== DATASET ENTRIES ==
========================================================================
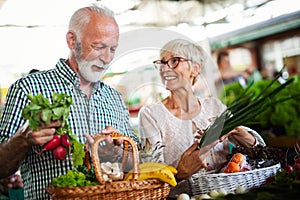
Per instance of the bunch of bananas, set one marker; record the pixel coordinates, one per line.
(160, 171)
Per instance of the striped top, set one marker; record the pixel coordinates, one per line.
(104, 108)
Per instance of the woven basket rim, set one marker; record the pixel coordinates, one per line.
(239, 173)
(111, 188)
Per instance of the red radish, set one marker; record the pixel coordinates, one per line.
(60, 152)
(64, 139)
(52, 143)
(288, 169)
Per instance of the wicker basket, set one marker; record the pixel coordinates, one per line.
(132, 189)
(203, 183)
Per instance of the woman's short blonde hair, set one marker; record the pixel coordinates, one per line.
(186, 48)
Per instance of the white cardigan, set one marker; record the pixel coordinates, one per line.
(157, 126)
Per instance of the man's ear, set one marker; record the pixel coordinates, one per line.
(71, 39)
(196, 69)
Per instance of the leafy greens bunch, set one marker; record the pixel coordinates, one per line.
(40, 110)
(244, 109)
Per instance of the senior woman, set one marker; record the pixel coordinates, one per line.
(175, 124)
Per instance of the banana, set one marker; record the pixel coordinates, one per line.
(155, 170)
(157, 165)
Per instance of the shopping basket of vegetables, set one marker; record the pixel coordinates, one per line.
(240, 112)
(245, 170)
(143, 181)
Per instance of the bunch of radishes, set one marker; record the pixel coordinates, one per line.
(41, 110)
(59, 145)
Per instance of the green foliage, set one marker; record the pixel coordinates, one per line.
(41, 110)
(283, 110)
(73, 178)
(244, 109)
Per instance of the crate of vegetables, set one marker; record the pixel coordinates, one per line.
(247, 168)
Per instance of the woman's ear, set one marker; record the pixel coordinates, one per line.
(196, 69)
(71, 39)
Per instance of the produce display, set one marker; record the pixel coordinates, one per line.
(244, 109)
(283, 116)
(64, 142)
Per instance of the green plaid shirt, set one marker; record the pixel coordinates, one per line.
(105, 108)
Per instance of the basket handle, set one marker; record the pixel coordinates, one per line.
(95, 158)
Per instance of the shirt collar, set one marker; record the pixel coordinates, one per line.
(70, 76)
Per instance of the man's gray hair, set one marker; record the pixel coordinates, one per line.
(82, 16)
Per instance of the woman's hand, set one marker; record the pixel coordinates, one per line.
(192, 160)
(240, 136)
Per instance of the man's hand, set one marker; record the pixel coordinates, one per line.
(41, 136)
(13, 181)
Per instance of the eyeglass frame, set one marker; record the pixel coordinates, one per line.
(180, 59)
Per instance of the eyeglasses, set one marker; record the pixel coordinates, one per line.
(172, 63)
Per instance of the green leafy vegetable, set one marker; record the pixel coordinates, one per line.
(73, 178)
(244, 109)
(41, 110)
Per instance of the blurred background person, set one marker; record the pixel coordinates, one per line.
(228, 74)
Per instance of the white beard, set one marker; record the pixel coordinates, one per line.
(86, 71)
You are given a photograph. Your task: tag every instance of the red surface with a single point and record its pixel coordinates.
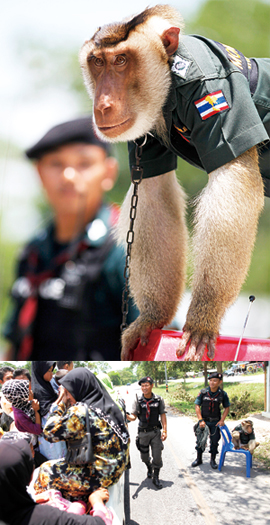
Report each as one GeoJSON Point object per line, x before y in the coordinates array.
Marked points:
{"type": "Point", "coordinates": [163, 344]}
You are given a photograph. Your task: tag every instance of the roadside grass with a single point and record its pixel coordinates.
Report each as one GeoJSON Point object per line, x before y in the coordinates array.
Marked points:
{"type": "Point", "coordinates": [262, 454]}
{"type": "Point", "coordinates": [182, 396]}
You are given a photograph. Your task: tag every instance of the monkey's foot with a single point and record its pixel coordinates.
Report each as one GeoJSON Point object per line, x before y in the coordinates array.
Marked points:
{"type": "Point", "coordinates": [196, 347]}
{"type": "Point", "coordinates": [140, 330]}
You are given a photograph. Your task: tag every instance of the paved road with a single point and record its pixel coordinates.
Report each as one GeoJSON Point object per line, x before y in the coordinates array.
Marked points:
{"type": "Point", "coordinates": [194, 496]}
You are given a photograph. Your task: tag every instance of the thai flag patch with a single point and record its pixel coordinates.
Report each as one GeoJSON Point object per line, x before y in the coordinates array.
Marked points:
{"type": "Point", "coordinates": [211, 104]}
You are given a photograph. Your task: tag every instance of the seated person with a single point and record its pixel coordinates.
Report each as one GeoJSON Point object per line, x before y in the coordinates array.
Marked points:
{"type": "Point", "coordinates": [42, 373]}
{"type": "Point", "coordinates": [109, 435]}
{"type": "Point", "coordinates": [22, 373]}
{"type": "Point", "coordinates": [17, 506]}
{"type": "Point", "coordinates": [25, 410]}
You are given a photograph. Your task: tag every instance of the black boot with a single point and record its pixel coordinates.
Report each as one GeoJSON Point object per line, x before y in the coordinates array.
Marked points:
{"type": "Point", "coordinates": [156, 478]}
{"type": "Point", "coordinates": [149, 469]}
{"type": "Point", "coordinates": [213, 461]}
{"type": "Point", "coordinates": [198, 460]}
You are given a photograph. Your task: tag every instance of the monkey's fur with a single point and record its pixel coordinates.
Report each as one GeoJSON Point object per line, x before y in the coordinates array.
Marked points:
{"type": "Point", "coordinates": [247, 429]}
{"type": "Point", "coordinates": [227, 210]}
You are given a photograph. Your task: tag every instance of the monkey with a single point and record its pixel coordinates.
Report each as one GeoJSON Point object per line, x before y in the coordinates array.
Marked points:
{"type": "Point", "coordinates": [191, 97]}
{"type": "Point", "coordinates": [243, 436]}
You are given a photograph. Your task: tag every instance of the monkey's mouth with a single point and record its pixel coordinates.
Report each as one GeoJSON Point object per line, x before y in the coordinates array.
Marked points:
{"type": "Point", "coordinates": [116, 128]}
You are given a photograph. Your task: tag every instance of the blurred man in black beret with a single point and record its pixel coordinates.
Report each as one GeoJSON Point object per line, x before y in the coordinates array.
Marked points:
{"type": "Point", "coordinates": [207, 406]}
{"type": "Point", "coordinates": [68, 291]}
{"type": "Point", "coordinates": [149, 408]}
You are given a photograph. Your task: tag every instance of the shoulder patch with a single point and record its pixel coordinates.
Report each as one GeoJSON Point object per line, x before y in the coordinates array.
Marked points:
{"type": "Point", "coordinates": [180, 66]}
{"type": "Point", "coordinates": [211, 104]}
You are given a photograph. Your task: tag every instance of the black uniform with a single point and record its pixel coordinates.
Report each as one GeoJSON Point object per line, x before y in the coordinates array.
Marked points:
{"type": "Point", "coordinates": [67, 298]}
{"type": "Point", "coordinates": [149, 430]}
{"type": "Point", "coordinates": [210, 408]}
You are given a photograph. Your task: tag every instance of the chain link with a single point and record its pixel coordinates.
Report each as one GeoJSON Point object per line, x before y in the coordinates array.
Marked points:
{"type": "Point", "coordinates": [136, 178]}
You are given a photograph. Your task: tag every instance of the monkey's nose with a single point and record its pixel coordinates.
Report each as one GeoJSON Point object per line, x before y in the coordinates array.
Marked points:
{"type": "Point", "coordinates": [103, 104]}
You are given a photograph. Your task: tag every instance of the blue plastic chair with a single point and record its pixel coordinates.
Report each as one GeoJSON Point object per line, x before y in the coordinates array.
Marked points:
{"type": "Point", "coordinates": [227, 446]}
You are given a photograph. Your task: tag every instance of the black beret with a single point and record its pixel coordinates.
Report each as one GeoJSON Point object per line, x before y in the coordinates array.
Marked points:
{"type": "Point", "coordinates": [215, 375]}
{"type": "Point", "coordinates": [146, 379]}
{"type": "Point", "coordinates": [77, 130]}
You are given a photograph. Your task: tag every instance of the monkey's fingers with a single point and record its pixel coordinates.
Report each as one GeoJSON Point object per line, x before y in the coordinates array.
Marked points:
{"type": "Point", "coordinates": [191, 355]}
{"type": "Point", "coordinates": [201, 347]}
{"type": "Point", "coordinates": [183, 343]}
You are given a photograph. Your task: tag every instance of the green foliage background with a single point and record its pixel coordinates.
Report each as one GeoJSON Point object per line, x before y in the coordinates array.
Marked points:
{"type": "Point", "coordinates": [243, 24]}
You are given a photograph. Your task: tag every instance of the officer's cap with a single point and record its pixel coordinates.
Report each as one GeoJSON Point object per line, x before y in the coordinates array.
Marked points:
{"type": "Point", "coordinates": [77, 130]}
{"type": "Point", "coordinates": [215, 375]}
{"type": "Point", "coordinates": [146, 379]}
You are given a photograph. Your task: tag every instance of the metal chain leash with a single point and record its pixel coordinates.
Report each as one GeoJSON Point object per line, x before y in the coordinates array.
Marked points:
{"type": "Point", "coordinates": [136, 178]}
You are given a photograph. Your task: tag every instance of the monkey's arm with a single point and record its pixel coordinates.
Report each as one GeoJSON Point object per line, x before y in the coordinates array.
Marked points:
{"type": "Point", "coordinates": [157, 268]}
{"type": "Point", "coordinates": [225, 229]}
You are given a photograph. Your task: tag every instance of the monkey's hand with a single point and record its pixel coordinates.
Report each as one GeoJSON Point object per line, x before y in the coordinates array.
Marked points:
{"type": "Point", "coordinates": [138, 331]}
{"type": "Point", "coordinates": [197, 345]}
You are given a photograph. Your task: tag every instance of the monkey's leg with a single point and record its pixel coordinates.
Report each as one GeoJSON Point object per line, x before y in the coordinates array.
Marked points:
{"type": "Point", "coordinates": [252, 445]}
{"type": "Point", "coordinates": [158, 255]}
{"type": "Point", "coordinates": [225, 230]}
{"type": "Point", "coordinates": [236, 439]}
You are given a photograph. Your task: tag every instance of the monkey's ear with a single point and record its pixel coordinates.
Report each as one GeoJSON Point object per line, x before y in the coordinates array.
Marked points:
{"type": "Point", "coordinates": [170, 40]}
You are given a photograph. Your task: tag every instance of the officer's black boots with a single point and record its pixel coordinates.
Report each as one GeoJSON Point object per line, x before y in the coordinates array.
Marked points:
{"type": "Point", "coordinates": [213, 461]}
{"type": "Point", "coordinates": [156, 481]}
{"type": "Point", "coordinates": [198, 460]}
{"type": "Point", "coordinates": [149, 470]}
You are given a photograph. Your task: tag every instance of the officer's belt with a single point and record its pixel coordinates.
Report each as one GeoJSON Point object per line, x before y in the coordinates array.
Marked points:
{"type": "Point", "coordinates": [148, 429]}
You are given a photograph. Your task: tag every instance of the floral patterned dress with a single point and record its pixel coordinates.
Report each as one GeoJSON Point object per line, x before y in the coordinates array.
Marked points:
{"type": "Point", "coordinates": [111, 453]}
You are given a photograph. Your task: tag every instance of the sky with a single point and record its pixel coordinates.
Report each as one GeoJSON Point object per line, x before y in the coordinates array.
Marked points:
{"type": "Point", "coordinates": [24, 114]}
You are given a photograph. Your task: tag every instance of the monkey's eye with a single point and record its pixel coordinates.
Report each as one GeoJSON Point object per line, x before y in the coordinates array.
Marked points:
{"type": "Point", "coordinates": [120, 60]}
{"type": "Point", "coordinates": [99, 62]}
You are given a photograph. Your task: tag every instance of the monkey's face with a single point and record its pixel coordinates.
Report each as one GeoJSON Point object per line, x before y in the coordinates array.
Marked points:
{"type": "Point", "coordinates": [247, 426]}
{"type": "Point", "coordinates": [129, 84]}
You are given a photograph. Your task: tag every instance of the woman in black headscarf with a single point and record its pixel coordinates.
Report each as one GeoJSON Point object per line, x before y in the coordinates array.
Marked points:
{"type": "Point", "coordinates": [42, 388]}
{"type": "Point", "coordinates": [110, 438]}
{"type": "Point", "coordinates": [16, 505]}
{"type": "Point", "coordinates": [41, 374]}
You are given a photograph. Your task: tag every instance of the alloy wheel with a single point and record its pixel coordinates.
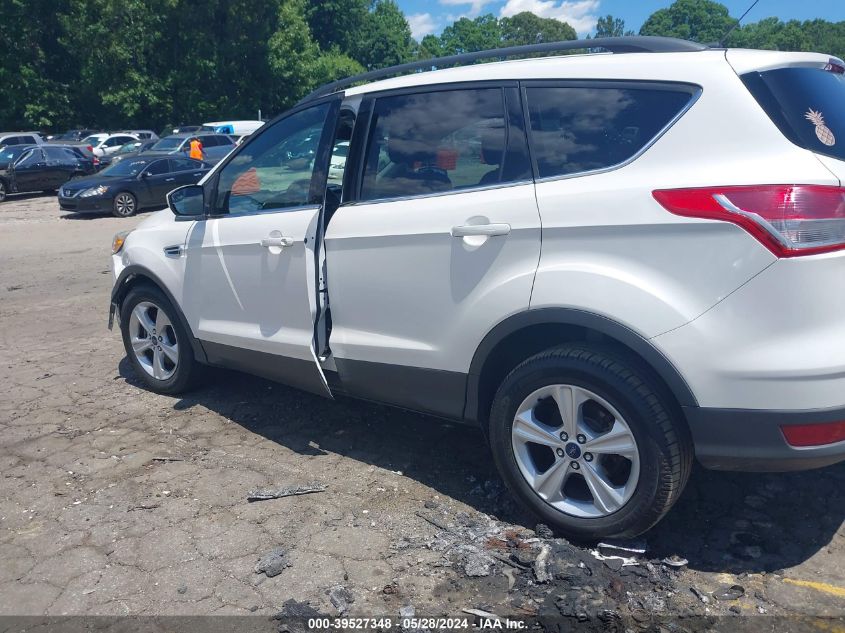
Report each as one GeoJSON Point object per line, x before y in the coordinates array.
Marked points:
{"type": "Point", "coordinates": [576, 451]}
{"type": "Point", "coordinates": [124, 204]}
{"type": "Point", "coordinates": [153, 340]}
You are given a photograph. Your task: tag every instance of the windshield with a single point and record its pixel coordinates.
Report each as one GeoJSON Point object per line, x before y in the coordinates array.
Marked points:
{"type": "Point", "coordinates": [805, 104]}
{"type": "Point", "coordinates": [129, 147]}
{"type": "Point", "coordinates": [9, 154]}
{"type": "Point", "coordinates": [125, 168]}
{"type": "Point", "coordinates": [168, 143]}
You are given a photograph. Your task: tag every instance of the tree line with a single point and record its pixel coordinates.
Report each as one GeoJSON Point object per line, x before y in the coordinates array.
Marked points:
{"type": "Point", "coordinates": [152, 63]}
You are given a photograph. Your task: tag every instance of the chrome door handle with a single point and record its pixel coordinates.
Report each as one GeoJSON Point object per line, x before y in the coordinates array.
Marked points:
{"type": "Point", "coordinates": [487, 230]}
{"type": "Point", "coordinates": [276, 242]}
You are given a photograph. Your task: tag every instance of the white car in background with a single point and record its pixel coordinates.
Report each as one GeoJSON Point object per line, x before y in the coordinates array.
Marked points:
{"type": "Point", "coordinates": [612, 264]}
{"type": "Point", "coordinates": [104, 143]}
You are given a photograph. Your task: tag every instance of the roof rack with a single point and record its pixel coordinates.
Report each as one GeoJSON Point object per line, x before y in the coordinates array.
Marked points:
{"type": "Point", "coordinates": [628, 44]}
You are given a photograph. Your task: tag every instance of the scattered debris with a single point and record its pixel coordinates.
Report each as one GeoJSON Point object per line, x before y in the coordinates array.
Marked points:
{"type": "Point", "coordinates": [616, 548]}
{"type": "Point", "coordinates": [733, 592]}
{"type": "Point", "coordinates": [143, 506]}
{"type": "Point", "coordinates": [700, 595]}
{"type": "Point", "coordinates": [341, 598]}
{"type": "Point", "coordinates": [264, 495]}
{"type": "Point", "coordinates": [273, 562]}
{"type": "Point", "coordinates": [540, 571]}
{"type": "Point", "coordinates": [675, 561]}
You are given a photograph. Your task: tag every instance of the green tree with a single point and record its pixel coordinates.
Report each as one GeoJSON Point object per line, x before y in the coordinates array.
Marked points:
{"type": "Point", "coordinates": [467, 36]}
{"type": "Point", "coordinates": [385, 37]}
{"type": "Point", "coordinates": [336, 23]}
{"type": "Point", "coordinates": [296, 62]}
{"type": "Point", "coordinates": [698, 20]}
{"type": "Point", "coordinates": [608, 26]}
{"type": "Point", "coordinates": [527, 28]}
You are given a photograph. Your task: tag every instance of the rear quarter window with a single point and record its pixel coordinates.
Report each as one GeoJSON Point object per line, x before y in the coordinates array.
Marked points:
{"type": "Point", "coordinates": [806, 104]}
{"type": "Point", "coordinates": [578, 129]}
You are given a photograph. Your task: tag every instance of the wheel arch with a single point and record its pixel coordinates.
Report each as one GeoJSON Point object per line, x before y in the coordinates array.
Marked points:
{"type": "Point", "coordinates": [524, 334]}
{"type": "Point", "coordinates": [134, 276]}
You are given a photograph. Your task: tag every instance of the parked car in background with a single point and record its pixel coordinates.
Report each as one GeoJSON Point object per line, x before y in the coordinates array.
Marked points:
{"type": "Point", "coordinates": [71, 136]}
{"type": "Point", "coordinates": [8, 155]}
{"type": "Point", "coordinates": [110, 143]}
{"type": "Point", "coordinates": [127, 151]}
{"type": "Point", "coordinates": [140, 182]}
{"type": "Point", "coordinates": [20, 138]}
{"type": "Point", "coordinates": [181, 129]}
{"type": "Point", "coordinates": [46, 168]}
{"type": "Point", "coordinates": [236, 128]}
{"type": "Point", "coordinates": [145, 135]}
{"type": "Point", "coordinates": [215, 146]}
{"type": "Point", "coordinates": [613, 264]}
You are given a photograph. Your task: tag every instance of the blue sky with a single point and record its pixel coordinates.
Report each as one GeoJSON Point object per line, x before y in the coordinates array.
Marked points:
{"type": "Point", "coordinates": [431, 16]}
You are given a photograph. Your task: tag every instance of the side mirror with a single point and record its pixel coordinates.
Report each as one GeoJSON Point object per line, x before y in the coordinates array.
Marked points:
{"type": "Point", "coordinates": [187, 201]}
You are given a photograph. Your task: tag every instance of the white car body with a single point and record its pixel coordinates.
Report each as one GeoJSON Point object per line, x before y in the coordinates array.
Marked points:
{"type": "Point", "coordinates": [104, 144]}
{"type": "Point", "coordinates": [746, 340]}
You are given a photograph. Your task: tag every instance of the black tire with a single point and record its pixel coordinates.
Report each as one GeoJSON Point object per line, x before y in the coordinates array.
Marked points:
{"type": "Point", "coordinates": [664, 445]}
{"type": "Point", "coordinates": [121, 210]}
{"type": "Point", "coordinates": [187, 370]}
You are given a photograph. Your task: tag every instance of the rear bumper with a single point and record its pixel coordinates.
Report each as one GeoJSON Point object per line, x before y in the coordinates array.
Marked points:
{"type": "Point", "coordinates": [752, 440]}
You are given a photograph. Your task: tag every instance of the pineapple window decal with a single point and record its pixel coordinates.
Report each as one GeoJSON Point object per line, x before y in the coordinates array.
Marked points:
{"type": "Point", "coordinates": [823, 133]}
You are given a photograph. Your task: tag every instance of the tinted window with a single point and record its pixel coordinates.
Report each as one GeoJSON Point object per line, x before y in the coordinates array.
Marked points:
{"type": "Point", "coordinates": [276, 170]}
{"type": "Point", "coordinates": [578, 129]}
{"type": "Point", "coordinates": [126, 168]}
{"type": "Point", "coordinates": [806, 104]}
{"type": "Point", "coordinates": [184, 164]}
{"type": "Point", "coordinates": [168, 143]}
{"type": "Point", "coordinates": [30, 158]}
{"type": "Point", "coordinates": [157, 168]}
{"type": "Point", "coordinates": [58, 153]}
{"type": "Point", "coordinates": [435, 142]}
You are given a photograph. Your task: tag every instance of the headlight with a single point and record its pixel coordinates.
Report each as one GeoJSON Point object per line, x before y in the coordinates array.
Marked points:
{"type": "Point", "coordinates": [118, 241]}
{"type": "Point", "coordinates": [94, 191]}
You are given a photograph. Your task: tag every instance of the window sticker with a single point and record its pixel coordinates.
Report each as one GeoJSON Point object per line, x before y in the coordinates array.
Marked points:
{"type": "Point", "coordinates": [823, 133]}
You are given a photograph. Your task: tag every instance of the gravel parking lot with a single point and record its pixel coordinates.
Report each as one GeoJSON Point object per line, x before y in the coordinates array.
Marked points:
{"type": "Point", "coordinates": [114, 500]}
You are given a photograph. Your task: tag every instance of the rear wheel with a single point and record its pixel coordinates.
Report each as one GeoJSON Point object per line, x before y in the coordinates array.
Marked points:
{"type": "Point", "coordinates": [156, 344]}
{"type": "Point", "coordinates": [587, 441]}
{"type": "Point", "coordinates": [124, 205]}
========================================================================
== PROBLEM ==
Reproduce exactly the lines above from the line with "of the gravel" to the line with "the rear wheel", including both, and add nothing.

== ANSWER AREA ==
You are given a photograph. Your task: tag every instance of the gravel parking lot with a single point and record its pixel coordinates.
Report each as one GeoJSON Point object per line, x before y in the coordinates array.
Marked points:
{"type": "Point", "coordinates": [114, 500]}
You are given a photograph. Your task: tag every instance of the rear wheel with a single point and record its pixel coordinates.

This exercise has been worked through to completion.